_TASK DESCRIPTION:_ Reproduce all the records with "positive clicks" replaced by "foreground points" everywhere and nothing else changed, leaving out the pictures.

_RECORDS FOR THIS TASK:_
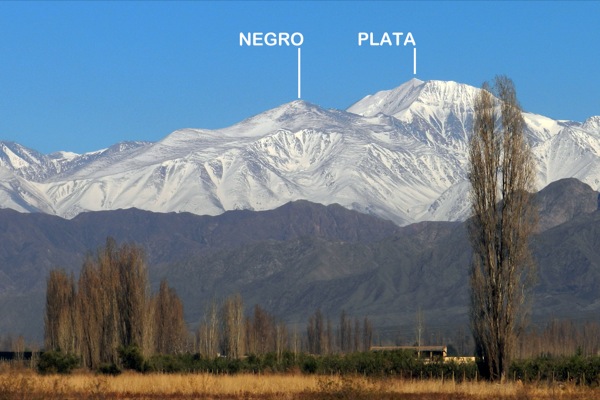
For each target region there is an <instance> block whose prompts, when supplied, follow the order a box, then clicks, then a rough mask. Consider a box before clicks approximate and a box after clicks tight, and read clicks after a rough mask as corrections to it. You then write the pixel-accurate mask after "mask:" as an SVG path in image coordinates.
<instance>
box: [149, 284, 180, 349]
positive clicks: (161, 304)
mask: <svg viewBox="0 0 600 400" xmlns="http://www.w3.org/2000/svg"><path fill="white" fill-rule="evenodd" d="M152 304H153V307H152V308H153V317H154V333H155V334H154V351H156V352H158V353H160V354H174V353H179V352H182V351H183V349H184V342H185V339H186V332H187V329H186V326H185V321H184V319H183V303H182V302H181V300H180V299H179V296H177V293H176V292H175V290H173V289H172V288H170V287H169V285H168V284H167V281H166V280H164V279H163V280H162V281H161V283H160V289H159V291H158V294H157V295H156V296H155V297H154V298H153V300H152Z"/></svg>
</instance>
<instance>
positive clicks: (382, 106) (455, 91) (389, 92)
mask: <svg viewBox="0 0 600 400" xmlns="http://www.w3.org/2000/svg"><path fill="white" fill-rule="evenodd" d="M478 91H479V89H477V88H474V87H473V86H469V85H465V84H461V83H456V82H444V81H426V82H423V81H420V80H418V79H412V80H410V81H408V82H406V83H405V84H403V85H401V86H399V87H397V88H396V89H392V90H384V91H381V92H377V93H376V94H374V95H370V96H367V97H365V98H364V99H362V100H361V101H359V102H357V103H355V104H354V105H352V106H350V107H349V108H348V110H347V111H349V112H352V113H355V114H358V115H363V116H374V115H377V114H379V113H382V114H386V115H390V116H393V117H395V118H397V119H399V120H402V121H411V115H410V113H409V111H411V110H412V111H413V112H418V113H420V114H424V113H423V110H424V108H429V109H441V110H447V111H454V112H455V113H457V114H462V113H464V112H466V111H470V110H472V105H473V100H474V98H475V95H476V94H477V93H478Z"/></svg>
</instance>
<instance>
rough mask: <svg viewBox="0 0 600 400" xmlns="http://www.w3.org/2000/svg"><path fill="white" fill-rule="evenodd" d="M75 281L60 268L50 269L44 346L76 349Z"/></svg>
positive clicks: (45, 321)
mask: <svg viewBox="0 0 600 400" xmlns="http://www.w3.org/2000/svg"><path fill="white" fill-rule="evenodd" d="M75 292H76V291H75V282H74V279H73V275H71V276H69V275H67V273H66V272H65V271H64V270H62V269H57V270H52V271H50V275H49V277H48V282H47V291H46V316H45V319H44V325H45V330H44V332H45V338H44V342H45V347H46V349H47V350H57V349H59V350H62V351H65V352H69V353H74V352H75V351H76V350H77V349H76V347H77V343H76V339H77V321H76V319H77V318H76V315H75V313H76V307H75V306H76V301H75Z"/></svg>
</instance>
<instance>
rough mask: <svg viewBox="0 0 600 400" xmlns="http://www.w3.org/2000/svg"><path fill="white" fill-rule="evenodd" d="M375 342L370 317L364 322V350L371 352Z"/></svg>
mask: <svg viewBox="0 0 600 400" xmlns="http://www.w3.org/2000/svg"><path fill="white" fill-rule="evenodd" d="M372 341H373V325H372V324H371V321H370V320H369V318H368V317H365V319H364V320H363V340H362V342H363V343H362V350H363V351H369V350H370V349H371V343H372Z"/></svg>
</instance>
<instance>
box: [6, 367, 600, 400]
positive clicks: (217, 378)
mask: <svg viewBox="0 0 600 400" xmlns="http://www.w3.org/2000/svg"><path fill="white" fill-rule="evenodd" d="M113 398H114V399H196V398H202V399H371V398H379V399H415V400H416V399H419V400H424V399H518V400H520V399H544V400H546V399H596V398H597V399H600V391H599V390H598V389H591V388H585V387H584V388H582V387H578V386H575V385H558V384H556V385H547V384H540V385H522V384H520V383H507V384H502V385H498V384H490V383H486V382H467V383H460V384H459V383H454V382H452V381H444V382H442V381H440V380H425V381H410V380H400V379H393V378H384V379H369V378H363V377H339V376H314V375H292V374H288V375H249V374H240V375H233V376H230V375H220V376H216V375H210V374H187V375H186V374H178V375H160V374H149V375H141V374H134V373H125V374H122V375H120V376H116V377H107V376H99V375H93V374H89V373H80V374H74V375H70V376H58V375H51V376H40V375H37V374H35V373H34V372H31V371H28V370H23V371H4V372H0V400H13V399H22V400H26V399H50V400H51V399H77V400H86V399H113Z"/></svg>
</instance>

_ANSWER BELOW:_
For each target region there is an <instance> block whose prompts, when supplied, follow the order a box, then clicks, then a rough mask. Consider a box before clicks approximate and a box after clicks tight, and read clicks after a rough mask as corrections to it. You then write the pixel-accurate mask after "mask:" as an SVG path in image coordinates.
<instance>
box: [149, 284, 180, 349]
foreground points: (161, 304)
mask: <svg viewBox="0 0 600 400" xmlns="http://www.w3.org/2000/svg"><path fill="white" fill-rule="evenodd" d="M152 304H153V307H152V308H153V317H154V333H155V334H154V351H156V352H158V353H160V354H174V353H179V352H182V351H183V349H184V342H185V339H186V332H187V329H186V326H185V321H184V319H183V303H182V302H181V300H180V299H179V296H177V293H176V292H175V290H173V289H172V288H170V287H169V285H168V284H167V281H166V280H164V279H163V280H162V281H161V283H160V289H159V291H158V294H157V295H156V296H155V297H154V298H153V300H152Z"/></svg>
</instance>
<instance>
foreground points: (382, 106) (455, 91) (389, 92)
mask: <svg viewBox="0 0 600 400" xmlns="http://www.w3.org/2000/svg"><path fill="white" fill-rule="evenodd" d="M478 91H479V89H477V88H474V87H473V86H469V85H465V84H461V83H456V82H444V81H426V82H423V81H420V80H418V79H412V80H410V81H408V82H406V83H405V84H403V85H401V86H399V87H397V88H396V89H392V90H384V91H381V92H377V93H376V94H374V95H370V96H367V97H365V98H364V99H362V100H361V101H359V102H357V103H355V104H354V105H352V106H350V107H349V108H348V110H347V111H349V112H352V113H355V114H358V115H363V116H374V115H377V114H379V113H382V114H386V115H390V116H393V117H395V118H397V119H399V120H402V121H411V115H410V113H409V111H411V110H412V111H413V112H418V113H420V114H424V113H423V110H424V108H429V109H441V110H447V111H454V112H455V113H457V114H462V113H464V112H466V111H470V110H472V105H473V100H474V98H475V95H476V94H477V93H478Z"/></svg>
</instance>
<instance>
rough mask: <svg viewBox="0 0 600 400" xmlns="http://www.w3.org/2000/svg"><path fill="white" fill-rule="evenodd" d="M75 281L60 268L50 269L44 346L76 349Z"/></svg>
foreground points: (45, 321)
mask: <svg viewBox="0 0 600 400" xmlns="http://www.w3.org/2000/svg"><path fill="white" fill-rule="evenodd" d="M75 292H76V291H75V282H74V279H73V275H71V276H69V275H67V273H66V272H65V271H64V270H62V269H57V270H52V271H50V275H49V277H48V282H47V291H46V316H45V319H44V325H45V330H44V332H45V338H44V342H45V347H46V349H47V350H57V349H59V350H62V351H65V352H69V353H74V352H75V351H76V350H77V349H76V347H77V343H76V339H77V321H76V319H77V318H76V315H75V313H76V307H75V306H76V301H75Z"/></svg>
</instance>
<instance>
rough mask: <svg viewBox="0 0 600 400" xmlns="http://www.w3.org/2000/svg"><path fill="white" fill-rule="evenodd" d="M375 342L370 317L364 322V350L371 352Z"/></svg>
mask: <svg viewBox="0 0 600 400" xmlns="http://www.w3.org/2000/svg"><path fill="white" fill-rule="evenodd" d="M372 341H373V325H372V324H371V321H370V320H369V318H368V317H365V319H364V320H363V340H362V342H363V343H362V350H363V351H369V350H370V349H371V343H372Z"/></svg>
</instance>
<instance>
box: [6, 367, 600, 400]
foreground points: (217, 378)
mask: <svg viewBox="0 0 600 400" xmlns="http://www.w3.org/2000/svg"><path fill="white" fill-rule="evenodd" d="M113 398H114V399H196V398H202V399H371V398H379V399H415V400H416V399H419V400H424V399H518V400H520V399H544V400H546V399H596V398H597V399H600V391H599V390H598V389H591V388H585V387H584V388H582V387H578V386H575V385H558V384H556V385H547V384H540V385H522V384H520V383H507V384H502V385H498V384H490V383H486V382H467V383H460V384H459V383H454V382H452V381H444V382H442V381H440V380H425V381H410V380H400V379H393V378H384V379H369V378H363V377H339V376H314V375H292V374H288V375H249V374H240V375H233V376H230V375H220V376H216V375H210V374H187V375H186V374H178V375H160V374H149V375H141V374H134V373H125V374H122V375H120V376H116V377H107V376H99V375H93V374H89V373H80V374H74V375H70V376H58V375H51V376H40V375H37V374H35V373H34V372H31V371H28V370H23V371H4V372H0V400H13V399H22V400H26V399H50V400H51V399H77V400H86V399H113Z"/></svg>
</instance>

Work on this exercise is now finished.